### Task
Recast these lines as a Markdown table with two columns, No. and Line, giving each line its row number and skipping blank lines. Leave the pictures out of the table.

....................

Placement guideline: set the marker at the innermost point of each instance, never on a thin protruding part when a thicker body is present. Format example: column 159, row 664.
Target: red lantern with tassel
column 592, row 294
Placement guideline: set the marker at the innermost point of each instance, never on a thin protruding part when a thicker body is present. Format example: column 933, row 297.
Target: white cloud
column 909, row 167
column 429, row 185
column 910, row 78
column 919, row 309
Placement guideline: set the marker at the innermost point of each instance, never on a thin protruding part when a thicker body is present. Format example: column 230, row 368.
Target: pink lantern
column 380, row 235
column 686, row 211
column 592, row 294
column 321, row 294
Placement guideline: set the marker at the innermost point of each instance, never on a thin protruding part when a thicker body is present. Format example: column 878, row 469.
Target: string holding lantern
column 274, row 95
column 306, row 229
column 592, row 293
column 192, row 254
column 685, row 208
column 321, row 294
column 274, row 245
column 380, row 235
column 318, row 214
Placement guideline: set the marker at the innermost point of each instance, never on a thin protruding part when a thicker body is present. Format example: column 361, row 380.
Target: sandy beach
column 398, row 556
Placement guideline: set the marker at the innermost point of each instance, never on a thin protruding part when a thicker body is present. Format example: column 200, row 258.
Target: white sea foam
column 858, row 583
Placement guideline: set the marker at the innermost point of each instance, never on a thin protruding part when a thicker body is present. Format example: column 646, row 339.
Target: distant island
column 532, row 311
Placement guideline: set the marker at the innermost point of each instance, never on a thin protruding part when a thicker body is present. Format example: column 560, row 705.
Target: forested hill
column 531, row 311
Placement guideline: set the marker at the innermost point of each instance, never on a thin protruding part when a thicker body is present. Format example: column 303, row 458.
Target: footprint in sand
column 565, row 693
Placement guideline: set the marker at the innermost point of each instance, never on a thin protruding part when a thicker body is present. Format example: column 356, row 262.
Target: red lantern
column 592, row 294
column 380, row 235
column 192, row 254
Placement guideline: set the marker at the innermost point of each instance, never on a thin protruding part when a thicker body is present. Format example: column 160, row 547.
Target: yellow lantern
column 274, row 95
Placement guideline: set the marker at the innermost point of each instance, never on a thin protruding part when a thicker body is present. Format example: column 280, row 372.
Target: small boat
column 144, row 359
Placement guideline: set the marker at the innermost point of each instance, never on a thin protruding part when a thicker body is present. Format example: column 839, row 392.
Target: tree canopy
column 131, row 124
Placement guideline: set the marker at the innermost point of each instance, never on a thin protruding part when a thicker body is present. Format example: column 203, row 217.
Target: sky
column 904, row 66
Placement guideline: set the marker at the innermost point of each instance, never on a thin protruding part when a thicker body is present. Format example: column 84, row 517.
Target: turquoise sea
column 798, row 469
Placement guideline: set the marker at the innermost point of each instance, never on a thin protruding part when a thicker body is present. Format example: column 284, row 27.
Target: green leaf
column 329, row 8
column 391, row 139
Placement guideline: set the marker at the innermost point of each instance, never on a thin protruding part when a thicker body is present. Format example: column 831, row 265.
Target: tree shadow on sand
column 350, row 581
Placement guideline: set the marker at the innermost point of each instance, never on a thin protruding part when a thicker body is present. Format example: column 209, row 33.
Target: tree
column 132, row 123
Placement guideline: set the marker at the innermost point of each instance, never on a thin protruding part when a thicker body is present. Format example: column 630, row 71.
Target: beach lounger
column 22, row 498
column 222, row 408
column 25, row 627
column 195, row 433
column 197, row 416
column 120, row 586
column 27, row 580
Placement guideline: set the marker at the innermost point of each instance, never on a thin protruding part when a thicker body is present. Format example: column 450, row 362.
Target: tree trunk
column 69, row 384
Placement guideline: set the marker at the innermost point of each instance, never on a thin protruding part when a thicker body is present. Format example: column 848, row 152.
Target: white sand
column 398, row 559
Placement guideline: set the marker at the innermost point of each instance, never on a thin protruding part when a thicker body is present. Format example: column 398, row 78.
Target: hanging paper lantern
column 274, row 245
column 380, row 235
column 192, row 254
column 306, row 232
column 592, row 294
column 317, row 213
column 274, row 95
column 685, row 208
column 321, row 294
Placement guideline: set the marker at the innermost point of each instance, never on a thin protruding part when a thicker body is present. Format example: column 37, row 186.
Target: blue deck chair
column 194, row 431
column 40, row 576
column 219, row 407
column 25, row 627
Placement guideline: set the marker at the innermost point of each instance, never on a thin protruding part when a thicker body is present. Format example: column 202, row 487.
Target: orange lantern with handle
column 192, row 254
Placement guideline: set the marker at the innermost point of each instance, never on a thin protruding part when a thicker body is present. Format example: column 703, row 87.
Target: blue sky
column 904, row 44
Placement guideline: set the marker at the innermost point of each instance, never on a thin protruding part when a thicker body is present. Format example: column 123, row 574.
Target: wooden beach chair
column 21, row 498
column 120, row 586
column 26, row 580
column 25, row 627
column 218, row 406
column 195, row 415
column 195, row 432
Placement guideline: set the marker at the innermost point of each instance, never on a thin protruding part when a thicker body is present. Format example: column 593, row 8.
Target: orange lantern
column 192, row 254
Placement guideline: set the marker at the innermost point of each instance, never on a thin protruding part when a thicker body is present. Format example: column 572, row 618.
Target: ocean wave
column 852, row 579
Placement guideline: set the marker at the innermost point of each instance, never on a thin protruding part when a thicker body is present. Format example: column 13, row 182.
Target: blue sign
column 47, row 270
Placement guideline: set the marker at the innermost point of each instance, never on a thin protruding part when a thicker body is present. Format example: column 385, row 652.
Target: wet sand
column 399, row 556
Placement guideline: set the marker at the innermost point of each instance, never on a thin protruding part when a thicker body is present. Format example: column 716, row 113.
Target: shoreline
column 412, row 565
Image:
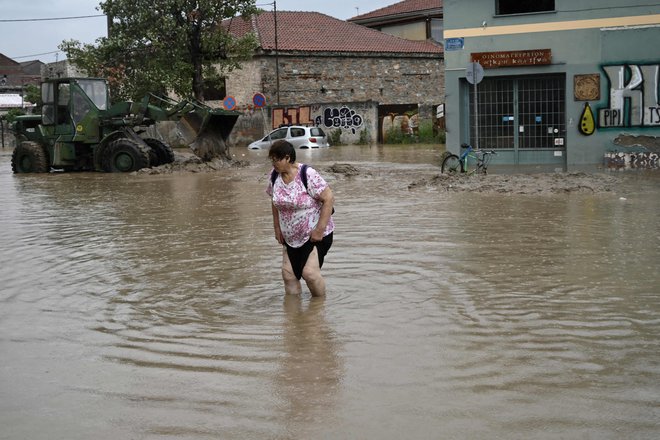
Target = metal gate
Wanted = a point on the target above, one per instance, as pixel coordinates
(524, 117)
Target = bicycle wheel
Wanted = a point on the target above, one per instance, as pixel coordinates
(451, 165)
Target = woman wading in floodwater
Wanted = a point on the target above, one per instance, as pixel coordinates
(302, 219)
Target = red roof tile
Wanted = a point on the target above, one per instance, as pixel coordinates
(404, 7)
(316, 32)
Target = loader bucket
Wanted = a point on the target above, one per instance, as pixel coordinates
(208, 131)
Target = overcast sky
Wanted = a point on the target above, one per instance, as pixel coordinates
(31, 39)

....................

### Exercise result
| No. | Line |
|---|---|
| 1 | Placement guideline: set the marker at the innermost point of each instance, never on a thin protruding part when a thicker body is present. Format example: column 159, row 664. |
| 2 | Target: red lantern with tassel |
| 3 | column 592, row 294 |
| 4 | Placement guideline: set the marker at the innermost point of each instance, never on a thin protruding part when a thicker body is present. Format example: column 933, row 297. |
| 5 | Target: white cloud |
| 6 | column 909, row 167 |
| 7 | column 429, row 185 |
| 8 | column 910, row 78 |
| 9 | column 919, row 309 |
| 10 | Placement guideline: set the marker at the innermost point of each instance, never on a thin protruding part when a thicker body is present. Format example: column 230, row 368. |
| 11 | Target: pink lantern |
| 12 | column 380, row 235 |
| 13 | column 686, row 211 |
| 14 | column 592, row 294 |
| 15 | column 321, row 294 |
| 16 | Placement guideline: set the marker at the innermost point of each instance, never on a thin protruding part when a thicker body is present. Format example: column 878, row 469. |
| 17 | Target: string holding lantern |
| 18 | column 274, row 95 |
| 19 | column 306, row 229 |
| 20 | column 592, row 293 |
| 21 | column 192, row 254 |
| 22 | column 685, row 208 |
| 23 | column 321, row 294 |
| 24 | column 274, row 245 |
| 25 | column 380, row 235 |
| 26 | column 318, row 214 |
| 27 | Placement guideline: set the marker at the innermost point of each instance, never on a thin protruding part when a thicker body is present. Format example: column 361, row 380. |
| 28 | Target: sandy beach |
| 29 | column 398, row 556 |
| 30 | Placement guideline: set the marker at the innermost point of each instance, never on a thin protruding part when a thicker body is present. Format example: column 200, row 258. |
| 31 | Target: white sea foam |
| 32 | column 858, row 583 |
| 33 | Placement guideline: set the marker at the innermost point of each instance, never on a thin protruding part when a thicker body is present. Format example: column 646, row 339. |
| 34 | Target: distant island |
| 35 | column 532, row 311 |
| 36 | Placement guideline: set the marker at the innermost point of each instance, never on a thin protruding part when a thicker body is present. Format example: column 560, row 705. |
| 37 | Target: forested hill |
| 38 | column 531, row 311 |
| 39 | Placement guideline: set the marker at the innermost point of each instance, never on a thin protruding part when a thicker body is present. Format example: column 303, row 458. |
| 40 | Target: footprint in sand |
| 41 | column 565, row 693 |
| 42 | Placement guideline: set the marker at the innermost point of each instance, never on a thin protruding part when a thicker body is present. Format example: column 356, row 262. |
| 43 | Target: red lantern |
| 44 | column 592, row 294 |
| 45 | column 380, row 235 |
| 46 | column 192, row 254 |
| 47 | Placement guideline: set the marker at the innermost point of each instance, never on a thin protruding part when a thicker body is present. Format example: column 160, row 547. |
| 48 | Target: yellow lantern |
| 49 | column 274, row 95 |
| 50 | Placement guideline: set the marker at the innermost point of each instance, never on a thin protruding part when a thicker body is present. Format example: column 280, row 372. |
| 51 | Target: small boat |
| 52 | column 144, row 359 |
| 53 | Placement guideline: set the marker at the innermost point of each instance, never on a thin protruding part when a thicker body is present. Format example: column 839, row 392. |
| 54 | Target: tree canopy |
| 55 | column 131, row 124 |
| 56 | Placement guideline: set the marker at the innermost point of each instance, never on a thin protruding part when a thicker body is present. Format example: column 203, row 217. |
| 57 | Target: sky |
| 58 | column 904, row 66 |
| 59 | Placement guideline: set the marker at the innermost point of each instance, never on a thin protruding part when a thicker body is present. Format example: column 84, row 517. |
| 60 | Target: turquoise sea |
| 61 | column 798, row 469 |
| 62 | Placement guideline: set the marker at the innermost point of each instance, never on a thin protruding part when a thicker body is present. Format example: column 284, row 27. |
| 63 | Target: green leaf |
| 64 | column 329, row 8 |
| 65 | column 391, row 139 |
| 66 | Placement guideline: set the marker at the innermost point of each instance, never on a thin protruding part when a thicker body is present. Format example: column 831, row 265. |
| 67 | Target: tree shadow on sand |
| 68 | column 350, row 581 |
| 69 | Placement guideline: set the marker at the innermost point of each instance, never on a thin protruding part when a thicker body is present. Format example: column 209, row 33. |
| 70 | Target: tree |
| 71 | column 132, row 123 |
| 72 | Placement guideline: set the marker at the innermost point of each instance, never on a thin protruding part when a thicker body is present. Format example: column 630, row 71. |
| 73 | Target: beach lounger |
| 74 | column 22, row 498 |
| 75 | column 222, row 408 |
| 76 | column 25, row 627 |
| 77 | column 195, row 433 |
| 78 | column 197, row 416 |
| 79 | column 120, row 586 |
| 80 | column 27, row 580 |
| 81 | Placement guideline: set the marker at the innermost point of each instance, never on a thin protruding part when a thicker body is present. Format example: column 450, row 362. |
| 82 | Target: tree trunk |
| 83 | column 69, row 384 |
| 84 | Placement guideline: set the marker at the innermost point of each instance, never on a thin protruding part when a thicker body is present. Format example: column 848, row 152. |
| 85 | Target: white sand |
| 86 | column 398, row 559 |
| 87 | Placement guideline: set the marker at the innermost point of each instance, never on a thin protruding part when a thicker body is present. Format example: column 398, row 78. |
| 88 | Target: hanging paper lantern |
| 89 | column 274, row 245 |
| 90 | column 380, row 235 |
| 91 | column 192, row 254 |
| 92 | column 306, row 232 |
| 93 | column 592, row 294 |
| 94 | column 317, row 213 |
| 95 | column 274, row 95 |
| 96 | column 685, row 208 |
| 97 | column 321, row 294 |
| 98 | Placement guideline: set the marker at the innermost point of each instance, never on a thin protruding part when a thicker body is present. Format example: column 37, row 186. |
| 99 | Target: blue deck chair |
| 100 | column 194, row 431 |
| 101 | column 40, row 576 |
| 102 | column 219, row 407 |
| 103 | column 25, row 627 |
| 104 | Placement guideline: set the marker at the innermost point of each instance, never on a thin protruding part when a thicker body is present. Format example: column 202, row 487. |
| 105 | Target: orange lantern with handle |
| 106 | column 192, row 254 |
| 107 | Placement guideline: set the marker at the innermost point of each instance, never on a thin protruding part when a thicker body is present. Format example: column 703, row 87. |
| 108 | Target: blue sky |
| 109 | column 904, row 44 |
| 110 | Placement guideline: set the marker at the innermost point of each instance, never on a thin protruding part when a thicker body is present. Format example: column 123, row 574. |
| 111 | Target: wooden beach chair |
| 112 | column 21, row 498 |
| 113 | column 120, row 586 |
| 114 | column 26, row 580 |
| 115 | column 25, row 627 |
| 116 | column 218, row 406 |
| 117 | column 195, row 415 |
| 118 | column 195, row 432 |
| 119 | Placement guideline: set the marker at the innermost point of each instance, never on a thin protruding part when a thicker body is present. Format example: column 593, row 8. |
| 120 | Target: orange lantern |
| 121 | column 192, row 254 |
| 122 | Placement guideline: set the marker at the innermost point of each instance, never on a thin protruding part when a thicker body is present. Format example: column 572, row 618. |
| 123 | Target: ocean wave |
| 124 | column 852, row 579 |
| 125 | Placement guideline: set the marker at the innermost point of each instance, never on a thin protruding part when a thicker body is present. Format example: column 13, row 182. |
| 126 | Target: blue sign |
| 127 | column 47, row 270 |
| 128 | Placement guideline: set the marker at the innermost point of each instance, never on a thin protruding part when a thicker body is present. Format example: column 385, row 652. |
| 129 | Target: wet sand |
| 130 | column 399, row 556 |
| 131 | Placement guideline: set the marker at the innermost point of each instance, never on a thin protruding part when a thicker body is present. Format example: column 716, row 113. |
| 132 | Target: shoreline |
| 133 | column 412, row 565 |
| 134 | Image: |
| 135 | Target = metal gate |
| 136 | Wanted = a point on the target above, one per instance, as pixel coordinates |
| 137 | (524, 117) |
| 138 | Target = bicycle wheel |
| 139 | Wanted = a point on the target above, one per instance, as pixel coordinates |
| 140 | (451, 165) |
| 141 | Target = woman wading in floodwater |
| 142 | Wanted = a point on the target above, one per instance, as pixel coordinates |
| 143 | (302, 219) |
| 144 | Target = red roof tile |
| 145 | Wanted = a point on the target above, one per instance, as pixel coordinates |
| 146 | (404, 7) |
| 147 | (316, 32) |
| 148 | Target = loader bucket |
| 149 | Wanted = a point on the target above, one per instance, as pixel coordinates |
| 150 | (208, 131) |
| 151 | Target = overcast sky |
| 152 | Wanted = a point on the target above, one per instance, as pixel coordinates |
| 153 | (31, 39) |